REQUIRED ACTIONS:
A. Please list every member name declared in the struct shown in the passage about the addrinfo struct.
B. Carry on the passage about the addrinfo struct, starting after its final sentence.

According to the linux man page for getaddrinfo the addrinfo struct which results form getaddrinfo are stored is defined as

struct addrinfo {
    int              ai_flags;
    int              ai_family;
    int              ai_socktype;
    int              ai_protocol;
    socklen_t        ai_addrlen;
    struct sockaddr *ai_addr;
    char            *ai_canonname;
    struct addrinfo *ai_next;
};

and according to the FreeBSD man page for getaddrinfo (or one of Apple's man pages for getaddrinfo which is similar), its addrinfo looks the same, assuming all the types match up.

INFORMATION PROVIDED:
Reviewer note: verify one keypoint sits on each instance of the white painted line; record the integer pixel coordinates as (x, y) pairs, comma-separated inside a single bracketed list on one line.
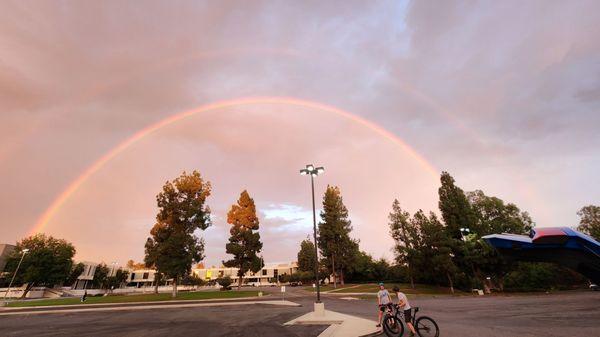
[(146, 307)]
==
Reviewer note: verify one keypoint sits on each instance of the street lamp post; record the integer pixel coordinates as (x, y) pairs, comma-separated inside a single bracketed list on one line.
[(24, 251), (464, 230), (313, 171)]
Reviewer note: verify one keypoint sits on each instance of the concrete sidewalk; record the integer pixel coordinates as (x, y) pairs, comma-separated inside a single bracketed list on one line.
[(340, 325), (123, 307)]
...
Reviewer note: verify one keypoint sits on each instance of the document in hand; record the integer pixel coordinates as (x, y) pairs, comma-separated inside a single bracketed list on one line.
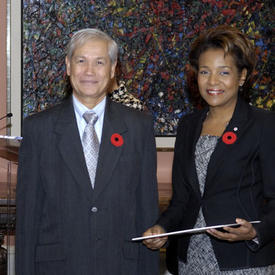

RESPONSES TO THE EXERCISE:
A. ai_flags, ai_family, ai_socktype, ai_protocol, ai_addrlen, ai_addr, ai_canonname, ai_next

B.
struct addrinfo {
     int ai_flags;             /* input flags */
     int ai_family;            /* address family for socket */
     int ai_socktype;          /* socket type */
     int ai_protocol;          /* protocol for socket */
     socklen_t ai_addrlen;     /* length of socket-address */
     struct sockaddr *ai_addr; /* socket-address for socket */
     char *ai_canonname;       /* canonical name for service location */
     struct addrinfo *ai_next; /* pointer to next in list */
};

However looking in the FreeBSD source (or one of the open source Apple projects which is similar), we see a subtly different definition:

struct addrinfo {
    int ai_flags;             /* AI_PASSIVE, AI_CANONNAME, AI_NUMERICHOST */
    int ai_family;            /* AF_xxx */
    int ai_socktype;          /* SOCK_xxx */
    int ai_protocol;          /* 0 or IPPROTO_xxx for IPv4 and IPv6 */
    socklen_t ai_addrlen;     /* length of ai_addr */
    char *ai_canonname;       /* canonical name for hostname */
    struct sockaddr *ai_addr; /* binary address */
    struct addrinfo *ai_next; /* next structure in linked list */
};

It's very easy to miss, but ai_canonname and ai_addr are the other way around to how they are documented. This means that the Python ctypes definition, for Mac(/similar) should be

class c_addrinfo(Structure):
    pass

c_addrinfo._fields_ = [
    ('ai_flags', c_int),
    ('ai_family', c_int),
    ('ai_socktype', c_int),
    ('ai_protocol', c_int),
    ('ai_addrlen', c_size_t),
    ('ai_canonname', c_char_p),
    ('ai_addr', c_void_p),
    ('ai_next', POINTER(c_addrinfo)),
]

or one that works on both Mac and Linux (and with no comment on other platforms)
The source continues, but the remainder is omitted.